*** PASSAGE ***
For registration of a new participant (row) and data collection, a specific PEP-ID is used. PEP-ID’s are generated by the PEP-system, in the form of a unique and unpredictable number (no serial number).

PEP-ID

The PEP-ID is used for several purposes:

  • During the registration process it serves as a seed for generating the Polymorphic Pseudonym.
  • It is stored in the CRM system to ensure verification and feedback processes during data collection for data-streams identified by PEP-pseudonyms.
  • It is stored in PEP as a data element to enable re-identification in case of incidental findings.
  • The PEP-ID is only available to the research assessors who need to be in contact with the participants, and the PI (principal investigator) with special permission.
  • Note that after registration of a participant the PEP-ID is not used by the PEP system in any function other than that of a stored data element.

Columns

The columns in the table are data-COLUMNS. A data-COLUMN is defined as a set of files holding data of a single participant that have a similar content. They have identical access rules. Examples of data-COLUMNS:

  • Watch data Week 1, Watch data Week 2, Watch data Week 3, …. Watch data week 104.
  • UPDRS OFF, UPDRS ON,
  • ECG form,
  • Home Questionnaire,
  • Bam file,
  • MRI,
  • etc.

Data versioning

Newer versions of a cell can be uploaded, which will automatically become the active version. In other words, for a given cell only the last uploaded item is retrievable by a regular user. The content of a cell can be cleared by marking it as deleted. A cell in this table is not equivalent to a regular database cell with a single value or a single file, as each cell can be seen as a directory folder that can contain a number of versions.
***
**WHAT YOU HAVE TO DO**
Copy the complete passage on the PEP system word for word. These records come from a separate source.
*** SUPPLIED RECORDS ***
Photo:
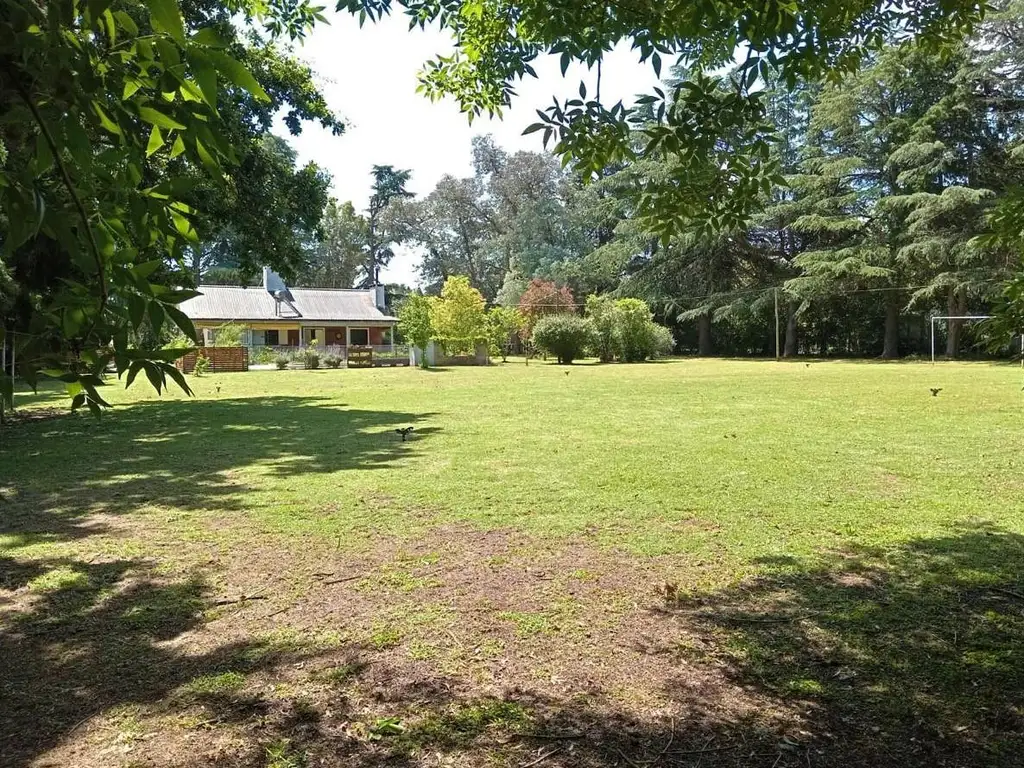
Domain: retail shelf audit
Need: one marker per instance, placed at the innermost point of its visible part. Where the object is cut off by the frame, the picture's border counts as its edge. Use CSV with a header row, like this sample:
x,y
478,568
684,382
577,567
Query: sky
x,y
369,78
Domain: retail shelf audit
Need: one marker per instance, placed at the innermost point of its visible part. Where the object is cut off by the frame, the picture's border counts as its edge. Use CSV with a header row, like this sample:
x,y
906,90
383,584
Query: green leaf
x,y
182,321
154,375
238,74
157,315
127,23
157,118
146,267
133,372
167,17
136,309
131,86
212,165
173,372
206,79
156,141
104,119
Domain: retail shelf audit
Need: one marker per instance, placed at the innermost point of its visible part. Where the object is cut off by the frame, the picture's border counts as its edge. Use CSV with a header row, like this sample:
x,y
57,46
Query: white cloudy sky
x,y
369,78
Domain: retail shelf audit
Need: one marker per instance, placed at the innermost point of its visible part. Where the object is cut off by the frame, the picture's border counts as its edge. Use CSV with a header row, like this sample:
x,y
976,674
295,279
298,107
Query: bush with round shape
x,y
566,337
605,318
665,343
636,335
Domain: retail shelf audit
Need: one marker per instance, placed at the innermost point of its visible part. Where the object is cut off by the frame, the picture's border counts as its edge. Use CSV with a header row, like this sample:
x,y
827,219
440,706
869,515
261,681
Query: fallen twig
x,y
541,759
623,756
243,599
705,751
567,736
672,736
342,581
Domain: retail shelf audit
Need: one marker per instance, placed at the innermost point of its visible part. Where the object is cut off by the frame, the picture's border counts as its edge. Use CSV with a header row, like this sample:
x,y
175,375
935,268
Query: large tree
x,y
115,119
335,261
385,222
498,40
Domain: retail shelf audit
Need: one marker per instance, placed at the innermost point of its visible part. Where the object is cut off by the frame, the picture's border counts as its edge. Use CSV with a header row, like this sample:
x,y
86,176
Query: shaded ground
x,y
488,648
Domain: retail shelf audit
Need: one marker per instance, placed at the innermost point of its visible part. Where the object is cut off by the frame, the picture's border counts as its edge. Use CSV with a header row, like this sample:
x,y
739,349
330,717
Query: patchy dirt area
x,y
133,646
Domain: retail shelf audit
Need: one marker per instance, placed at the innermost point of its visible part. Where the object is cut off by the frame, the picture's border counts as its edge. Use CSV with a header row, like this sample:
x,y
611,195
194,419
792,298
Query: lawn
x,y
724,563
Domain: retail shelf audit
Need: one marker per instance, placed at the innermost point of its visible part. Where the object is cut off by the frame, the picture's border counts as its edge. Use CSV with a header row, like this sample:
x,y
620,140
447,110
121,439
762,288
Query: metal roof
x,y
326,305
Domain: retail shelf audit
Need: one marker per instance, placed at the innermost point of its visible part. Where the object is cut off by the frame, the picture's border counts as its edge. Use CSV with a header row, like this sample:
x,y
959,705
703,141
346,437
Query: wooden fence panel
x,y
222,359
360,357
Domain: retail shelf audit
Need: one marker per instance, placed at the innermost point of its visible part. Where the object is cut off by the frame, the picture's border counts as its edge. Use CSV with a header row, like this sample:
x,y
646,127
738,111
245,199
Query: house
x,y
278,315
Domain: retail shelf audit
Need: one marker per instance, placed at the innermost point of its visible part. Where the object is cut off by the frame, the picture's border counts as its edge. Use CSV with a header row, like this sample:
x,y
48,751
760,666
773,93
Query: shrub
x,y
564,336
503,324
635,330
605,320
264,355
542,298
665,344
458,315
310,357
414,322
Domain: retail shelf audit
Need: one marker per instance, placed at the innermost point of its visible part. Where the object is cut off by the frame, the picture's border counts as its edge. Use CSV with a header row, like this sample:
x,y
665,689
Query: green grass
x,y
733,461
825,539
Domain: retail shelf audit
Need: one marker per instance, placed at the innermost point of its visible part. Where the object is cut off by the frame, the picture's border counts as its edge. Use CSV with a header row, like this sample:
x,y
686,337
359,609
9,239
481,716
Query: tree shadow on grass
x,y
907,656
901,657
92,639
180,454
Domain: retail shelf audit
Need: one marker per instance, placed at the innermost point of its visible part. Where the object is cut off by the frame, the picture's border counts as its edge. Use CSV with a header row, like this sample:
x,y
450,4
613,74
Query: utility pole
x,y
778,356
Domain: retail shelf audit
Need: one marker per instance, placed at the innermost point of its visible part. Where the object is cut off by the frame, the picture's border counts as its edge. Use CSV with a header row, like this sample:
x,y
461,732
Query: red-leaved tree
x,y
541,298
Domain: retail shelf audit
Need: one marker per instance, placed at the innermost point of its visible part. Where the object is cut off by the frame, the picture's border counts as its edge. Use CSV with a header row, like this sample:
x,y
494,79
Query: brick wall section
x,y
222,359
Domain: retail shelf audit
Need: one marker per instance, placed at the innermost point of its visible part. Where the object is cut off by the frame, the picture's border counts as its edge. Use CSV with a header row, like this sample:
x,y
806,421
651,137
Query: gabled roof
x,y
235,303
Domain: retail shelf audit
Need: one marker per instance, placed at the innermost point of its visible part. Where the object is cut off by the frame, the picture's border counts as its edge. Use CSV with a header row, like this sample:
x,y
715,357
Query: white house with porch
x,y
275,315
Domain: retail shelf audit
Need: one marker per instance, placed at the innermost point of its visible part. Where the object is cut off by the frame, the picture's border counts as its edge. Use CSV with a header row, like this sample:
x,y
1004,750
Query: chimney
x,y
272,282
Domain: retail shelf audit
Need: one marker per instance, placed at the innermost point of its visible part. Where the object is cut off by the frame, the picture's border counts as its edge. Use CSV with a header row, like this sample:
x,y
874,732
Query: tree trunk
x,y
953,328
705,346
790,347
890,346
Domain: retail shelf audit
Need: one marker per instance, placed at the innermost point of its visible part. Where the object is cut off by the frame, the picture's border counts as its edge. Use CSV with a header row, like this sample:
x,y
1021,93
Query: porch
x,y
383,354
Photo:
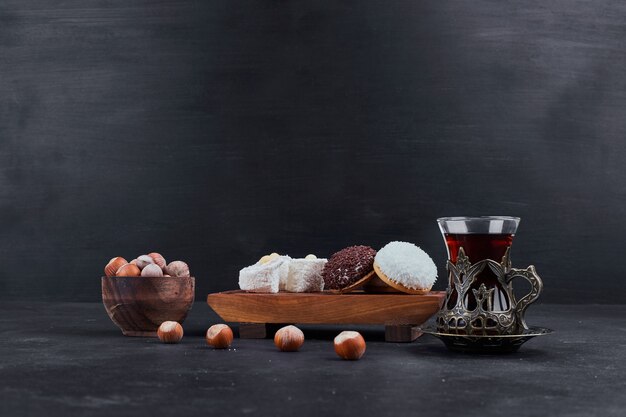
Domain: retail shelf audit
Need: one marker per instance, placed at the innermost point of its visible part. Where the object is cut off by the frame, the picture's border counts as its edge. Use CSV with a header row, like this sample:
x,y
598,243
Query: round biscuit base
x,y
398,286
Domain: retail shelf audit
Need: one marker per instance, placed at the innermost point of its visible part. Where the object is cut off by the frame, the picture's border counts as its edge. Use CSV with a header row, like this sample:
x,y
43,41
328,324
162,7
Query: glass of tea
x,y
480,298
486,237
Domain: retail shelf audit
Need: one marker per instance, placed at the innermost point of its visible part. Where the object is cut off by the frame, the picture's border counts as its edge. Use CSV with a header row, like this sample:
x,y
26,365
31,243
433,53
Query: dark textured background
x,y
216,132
***
**ANSWER TO THE PROBLEM**
For registration of a new participant (row) and data collection, a specific PEP-ID is used. PEP-ID’s are generated by the PEP-system, in the form of a unique and unpredictable number (no serial number).

PEP-ID

The PEP-ID is used for several purposes:

  • During the registration process it serves as a seed for generating the Polymorphic Pseudonym.
  • It is stored in the CRM system to ensure verification and feedback processes during data collection for data-streams identified by PEP-pseudonyms.
  • It is stored in PEP as a data element to enable re-identification in case of incidental findings.
  • The PEP-ID is only available to the research assessors who need to be in contact with the participants, and the PI (principal investigator) with special permission.
  • Note that after registration of a participant the PEP-ID is not used by the PEP system in any function other than that of a stored data element.

Columns

The columns in the table are data-COLUMNS. A data-COLUMN is defined as a set of files holding data of a single participant that have a similar content. They have identical access rules. Examples of data-COLUMNS:

  • Watch data Week 1, Watch data Week 2, Watch data Week 3, …. Watch data week 104.
  • UPDRS OFF, UPDRS ON,
  • ECG form,
  • Home Questionnaire,
  • Bam file,
  • MRI,
  • etc.

Data versioning

Newer versions of a cell can be uploaded, which will automatically become the active version. In other words, for a given cell only the last uploaded item is retrievable by a regular user. The content of a cell can be cleared by marking it as deleted. A cell in this table is not equivalent to a regular database cell with a single value or a single file, as each cell can be seen as a directory folder that can contain a number of versions.